Segment Open

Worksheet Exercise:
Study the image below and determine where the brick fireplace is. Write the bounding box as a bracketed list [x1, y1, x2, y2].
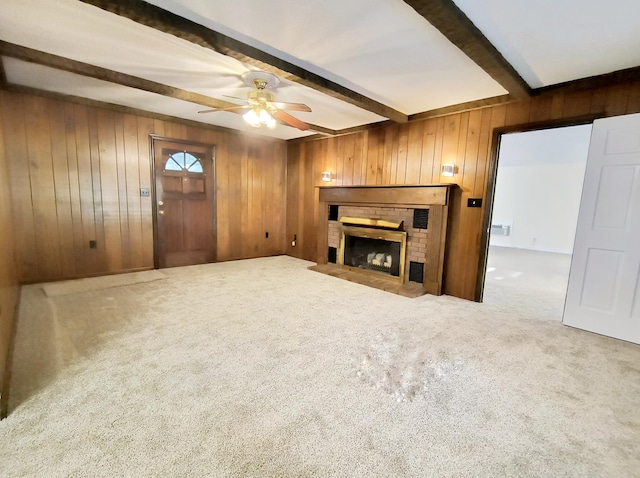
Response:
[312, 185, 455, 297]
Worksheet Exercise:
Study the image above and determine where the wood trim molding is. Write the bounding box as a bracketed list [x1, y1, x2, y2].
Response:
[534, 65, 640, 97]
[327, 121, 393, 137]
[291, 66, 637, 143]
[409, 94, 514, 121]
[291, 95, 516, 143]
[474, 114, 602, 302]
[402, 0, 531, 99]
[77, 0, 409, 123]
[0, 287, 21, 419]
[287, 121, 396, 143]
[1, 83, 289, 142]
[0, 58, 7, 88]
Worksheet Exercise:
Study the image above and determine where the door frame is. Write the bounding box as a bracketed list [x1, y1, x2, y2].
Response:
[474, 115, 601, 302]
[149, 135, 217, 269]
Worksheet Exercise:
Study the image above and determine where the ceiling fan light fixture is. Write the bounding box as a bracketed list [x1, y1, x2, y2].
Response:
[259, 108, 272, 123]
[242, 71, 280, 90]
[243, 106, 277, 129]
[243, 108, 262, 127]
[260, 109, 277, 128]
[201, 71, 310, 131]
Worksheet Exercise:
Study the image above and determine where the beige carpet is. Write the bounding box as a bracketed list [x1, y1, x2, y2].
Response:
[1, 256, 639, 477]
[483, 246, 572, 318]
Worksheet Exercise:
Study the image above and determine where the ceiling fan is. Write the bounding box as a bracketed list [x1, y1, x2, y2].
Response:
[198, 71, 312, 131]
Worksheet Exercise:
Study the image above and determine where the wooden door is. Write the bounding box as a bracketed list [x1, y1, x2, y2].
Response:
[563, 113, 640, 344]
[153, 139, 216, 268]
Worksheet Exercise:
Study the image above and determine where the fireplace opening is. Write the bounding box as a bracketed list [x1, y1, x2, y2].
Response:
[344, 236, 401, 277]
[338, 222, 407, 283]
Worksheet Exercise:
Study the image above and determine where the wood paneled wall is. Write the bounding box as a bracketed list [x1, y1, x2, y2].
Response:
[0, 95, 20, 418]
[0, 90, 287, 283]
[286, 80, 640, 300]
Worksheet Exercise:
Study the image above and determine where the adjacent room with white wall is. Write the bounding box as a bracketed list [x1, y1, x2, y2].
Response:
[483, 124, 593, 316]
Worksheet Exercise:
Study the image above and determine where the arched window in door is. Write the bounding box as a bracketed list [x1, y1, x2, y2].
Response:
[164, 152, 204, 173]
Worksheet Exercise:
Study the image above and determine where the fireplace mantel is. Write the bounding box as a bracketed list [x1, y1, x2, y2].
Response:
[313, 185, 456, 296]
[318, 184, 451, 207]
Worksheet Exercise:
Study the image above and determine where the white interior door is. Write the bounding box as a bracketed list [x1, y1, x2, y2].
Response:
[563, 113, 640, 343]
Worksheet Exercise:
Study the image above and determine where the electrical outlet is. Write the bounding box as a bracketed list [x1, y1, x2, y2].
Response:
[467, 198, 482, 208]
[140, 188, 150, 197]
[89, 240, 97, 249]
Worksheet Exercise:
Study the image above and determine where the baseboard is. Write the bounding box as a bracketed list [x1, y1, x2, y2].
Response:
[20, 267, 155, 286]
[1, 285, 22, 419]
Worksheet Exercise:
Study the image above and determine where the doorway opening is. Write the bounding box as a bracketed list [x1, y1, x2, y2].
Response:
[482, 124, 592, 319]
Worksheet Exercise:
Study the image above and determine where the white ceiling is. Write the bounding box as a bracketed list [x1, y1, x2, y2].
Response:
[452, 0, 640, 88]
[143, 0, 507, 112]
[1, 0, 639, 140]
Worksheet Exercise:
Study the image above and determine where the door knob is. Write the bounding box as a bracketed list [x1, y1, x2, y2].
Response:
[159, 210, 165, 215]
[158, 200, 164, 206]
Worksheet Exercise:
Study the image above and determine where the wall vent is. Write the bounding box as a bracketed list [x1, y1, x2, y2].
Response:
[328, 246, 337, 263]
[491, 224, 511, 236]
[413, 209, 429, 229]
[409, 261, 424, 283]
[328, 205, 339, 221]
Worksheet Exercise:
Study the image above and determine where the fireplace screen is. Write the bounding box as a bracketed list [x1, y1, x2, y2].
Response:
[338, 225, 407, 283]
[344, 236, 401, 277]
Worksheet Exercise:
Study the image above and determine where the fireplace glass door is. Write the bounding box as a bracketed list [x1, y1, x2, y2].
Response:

Segment Closed

:: Work request ::
Go through the material and report each line that holds the string "ceiling".

:: Output ::
Study the image above and determine where the ceiling fan light fixture is. Write the bounding box as a bracketed list [x1, y1, x2, y2].
Study the image above and determine where the ceiling fan is. Write the bounding box as a bracketed list [x1, y1, x2, y2].
Study the image above and determine where the white ceiling is. Write the bounding box as a bracketed list [x1, y1, x2, y2].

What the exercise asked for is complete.